- [Task goal]: Retype each record exactly, please. Skip none.

:: Data under study

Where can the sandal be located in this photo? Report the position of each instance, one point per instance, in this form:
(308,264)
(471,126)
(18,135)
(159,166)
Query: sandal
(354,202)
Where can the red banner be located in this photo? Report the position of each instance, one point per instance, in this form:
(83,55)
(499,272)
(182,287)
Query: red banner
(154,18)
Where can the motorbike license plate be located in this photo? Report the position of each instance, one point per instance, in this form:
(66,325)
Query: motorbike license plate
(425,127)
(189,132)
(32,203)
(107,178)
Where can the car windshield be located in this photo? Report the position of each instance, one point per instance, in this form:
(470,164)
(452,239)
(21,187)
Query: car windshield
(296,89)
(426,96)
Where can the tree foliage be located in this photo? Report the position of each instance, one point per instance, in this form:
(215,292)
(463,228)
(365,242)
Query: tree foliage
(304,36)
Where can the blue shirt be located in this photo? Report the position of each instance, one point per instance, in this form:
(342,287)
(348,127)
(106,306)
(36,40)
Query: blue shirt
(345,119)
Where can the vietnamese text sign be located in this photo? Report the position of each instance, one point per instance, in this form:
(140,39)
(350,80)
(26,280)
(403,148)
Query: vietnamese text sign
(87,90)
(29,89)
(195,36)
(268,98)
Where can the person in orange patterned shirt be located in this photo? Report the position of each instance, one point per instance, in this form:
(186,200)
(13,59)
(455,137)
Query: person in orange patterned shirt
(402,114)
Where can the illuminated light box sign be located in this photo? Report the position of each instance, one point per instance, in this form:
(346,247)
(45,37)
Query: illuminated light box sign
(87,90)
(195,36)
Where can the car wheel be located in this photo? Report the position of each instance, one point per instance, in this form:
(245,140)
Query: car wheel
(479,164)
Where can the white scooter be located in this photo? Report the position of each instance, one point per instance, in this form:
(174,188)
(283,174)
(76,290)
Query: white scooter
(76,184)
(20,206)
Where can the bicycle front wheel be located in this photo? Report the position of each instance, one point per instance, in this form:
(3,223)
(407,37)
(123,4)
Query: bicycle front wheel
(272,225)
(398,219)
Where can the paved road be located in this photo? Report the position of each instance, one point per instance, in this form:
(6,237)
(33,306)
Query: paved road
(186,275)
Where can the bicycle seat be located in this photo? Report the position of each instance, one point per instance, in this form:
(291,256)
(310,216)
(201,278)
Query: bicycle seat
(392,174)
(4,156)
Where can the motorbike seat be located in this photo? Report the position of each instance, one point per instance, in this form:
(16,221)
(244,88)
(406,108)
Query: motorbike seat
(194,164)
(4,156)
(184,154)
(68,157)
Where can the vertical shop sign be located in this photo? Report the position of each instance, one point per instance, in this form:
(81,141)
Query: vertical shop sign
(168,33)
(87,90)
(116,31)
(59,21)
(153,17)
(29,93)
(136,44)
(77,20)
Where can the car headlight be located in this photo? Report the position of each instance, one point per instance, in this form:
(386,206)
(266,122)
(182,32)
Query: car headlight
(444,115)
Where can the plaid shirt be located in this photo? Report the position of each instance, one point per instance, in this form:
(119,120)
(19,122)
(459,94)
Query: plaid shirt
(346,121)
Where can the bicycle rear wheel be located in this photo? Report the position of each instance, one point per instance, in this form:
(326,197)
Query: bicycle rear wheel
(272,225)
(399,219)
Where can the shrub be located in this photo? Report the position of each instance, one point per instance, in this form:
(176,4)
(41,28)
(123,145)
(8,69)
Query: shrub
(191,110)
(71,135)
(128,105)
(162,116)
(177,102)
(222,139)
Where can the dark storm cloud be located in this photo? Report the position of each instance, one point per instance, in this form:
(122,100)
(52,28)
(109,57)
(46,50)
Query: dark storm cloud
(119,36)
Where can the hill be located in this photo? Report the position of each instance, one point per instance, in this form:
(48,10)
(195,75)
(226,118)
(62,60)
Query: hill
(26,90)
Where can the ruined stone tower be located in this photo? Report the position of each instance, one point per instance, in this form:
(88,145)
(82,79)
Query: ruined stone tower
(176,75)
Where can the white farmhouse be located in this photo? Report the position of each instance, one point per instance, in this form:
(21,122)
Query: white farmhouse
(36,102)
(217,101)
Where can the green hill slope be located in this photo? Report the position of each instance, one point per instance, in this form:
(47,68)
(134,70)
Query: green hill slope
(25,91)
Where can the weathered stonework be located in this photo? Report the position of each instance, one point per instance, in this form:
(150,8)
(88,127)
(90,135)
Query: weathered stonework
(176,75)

::::

- [Result of this exercise]:
Where can the sandal be located in this photo? Report the position of each instance, one point per instance, in this form:
(308,264)
(471,126)
(18,135)
(159,166)
Query: sandal
(354,202)
Where can the red banner be located in this photo? Report the position of each instance, one point per instance, in this form:
(83,55)
(499,272)
(182,287)
Query: red banner
(154,18)
Where can the motorbike license plate be located in this photo? Report the position of each instance, one point per instance, in this form:
(66,325)
Query: motorbike license plate
(425,127)
(189,132)
(32,203)
(107,178)
Where can the car windshield be located in this photo? Report the position of each instance, one point per instance, in this form:
(470,164)
(452,239)
(21,187)
Query: car windshield
(296,89)
(426,96)
Where can the tree foliage be located in this photo? Report the position of each instance, one point per instance, in this form:
(215,292)
(463,228)
(365,242)
Query: tree foliage
(304,36)
Where can the blue shirt be located in this photo? Report the position of each instance, one point per instance, in this form:
(342,287)
(348,127)
(106,306)
(36,40)
Query: blue shirt
(345,119)
Where can the vietnamese text sign be located in this photo? Report the position of each instance, one point per instance, in this form:
(140,39)
(350,80)
(26,280)
(403,148)
Query: vietnamese text sign
(87,90)
(29,89)
(195,36)
(268,98)
Where can the person in orange patterned shirt be located in this photo? Report the position of each instance, one point per instance, in this form:
(186,200)
(13,59)
(455,137)
Query: person in orange patterned shirt
(402,114)
Where can the illuminated light box sign be located in this photo? Report the position of each instance, one point per instance, in this form:
(346,247)
(45,37)
Query: illuminated light box sign
(87,90)
(195,36)
Where can the car wheel be located in this photo? Report the position of each instance, one point per instance, in this form:
(245,140)
Query: car wheel
(479,164)
Where can the white scooter be located in this photo? Report the position of each instance, one point per instance, in this form:
(174,188)
(283,174)
(76,290)
Query: white scooter
(76,184)
(20,206)
Where can the bicycle front wheel be located in this photo? Report the position of each instance, one point per instance, in this form:
(3,223)
(407,37)
(123,4)
Query: bicycle front wheel
(272,225)
(398,219)
Where can the paved road be located in this photo? Report the position of each instance, one point per instance, in this form:
(6,237)
(33,306)
Query: paved road
(186,275)
Where can the bicycle seat be located in this photo? Report the position of each instance, one point per instance, in this form:
(291,256)
(310,216)
(201,278)
Query: bicycle seat
(392,174)
(4,156)
Where can the motorbike seat be located in this photo? Report the position of each instance, one point per instance, in this form:
(16,221)
(244,88)
(406,108)
Query: motorbike seat
(194,164)
(4,156)
(184,154)
(68,157)
Where can the vertical shop sign be located in this photo? Report the position of each instance, one point per instance, in this form:
(81,141)
Query: vertical shop sign
(168,33)
(87,90)
(116,31)
(59,21)
(153,17)
(29,93)
(136,44)
(77,20)
Where can the car headlight be located in this photo? Report the position of each instance, one point per instance, in this form:
(386,206)
(266,122)
(182,32)
Query: car headlight
(444,115)
Where can the plaid shirt be located in this photo? Report the position of each instance, one point per instance, in this form:
(119,120)
(19,122)
(459,94)
Query: plaid shirt
(346,121)
Where can the bicycle rear wheel be located in this photo? Report the position of each instance, one point per instance, in this form:
(326,197)
Query: bicycle rear wheel
(272,225)
(399,219)
Where can the shrub be located in this photo? Report the position of each instance, one point per instance, in this form:
(176,4)
(41,28)
(123,145)
(8,69)
Query: shrub
(191,110)
(71,135)
(128,105)
(162,116)
(177,102)
(222,139)
Where can the dark storm cloud be located in this photo? Report the position of each instance, one point per instance, in this form:
(122,100)
(52,28)
(109,57)
(46,50)
Query: dark storm cloud
(119,36)
Where can the hill be located in this photo? Report the position of each instance, one point per instance, in this form:
(48,10)
(195,75)
(226,118)
(62,60)
Query: hill
(26,90)
Where can the ruined stone tower be located in this photo? Report the position of each instance, one point per instance, in this form:
(88,145)
(82,79)
Query: ruined stone tower
(176,75)
Where can the white farmhouse be located in this photo? Report the position of each instance, one point per instance, in this form:
(21,122)
Query: white farmhouse
(36,102)
(217,101)
Where can the green hill slope be located in this photo? Report the position of each instance, one point per instance, in this form:
(47,68)
(134,70)
Query: green hill slope
(25,91)
Where can the weathered stonework be located in this photo? Report the position of each instance, one point per instance, in this form:
(150,8)
(88,127)
(90,135)
Query: weathered stonework
(176,75)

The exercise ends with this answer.